_Exercise brief:_ Copy out the full data exactly as given; pictures should not be included.

(Natural-language object grounding data)
'''
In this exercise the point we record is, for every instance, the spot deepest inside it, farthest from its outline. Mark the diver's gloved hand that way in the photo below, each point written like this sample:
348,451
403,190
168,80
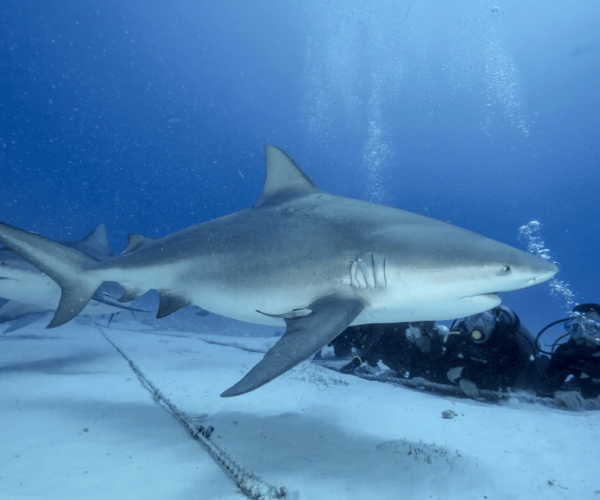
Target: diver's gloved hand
415,335
468,387
353,365
454,374
571,399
'''
_Solution to this exercise:_
In this exercise the point we record is, for every instance, the spot deepest inside it, farthest from its outline. Mark the diver's gloved hand that way in the photo below, each point written like this sample:
348,451
403,190
168,80
Target: diver's gloved hand
415,335
468,387
353,365
454,374
571,399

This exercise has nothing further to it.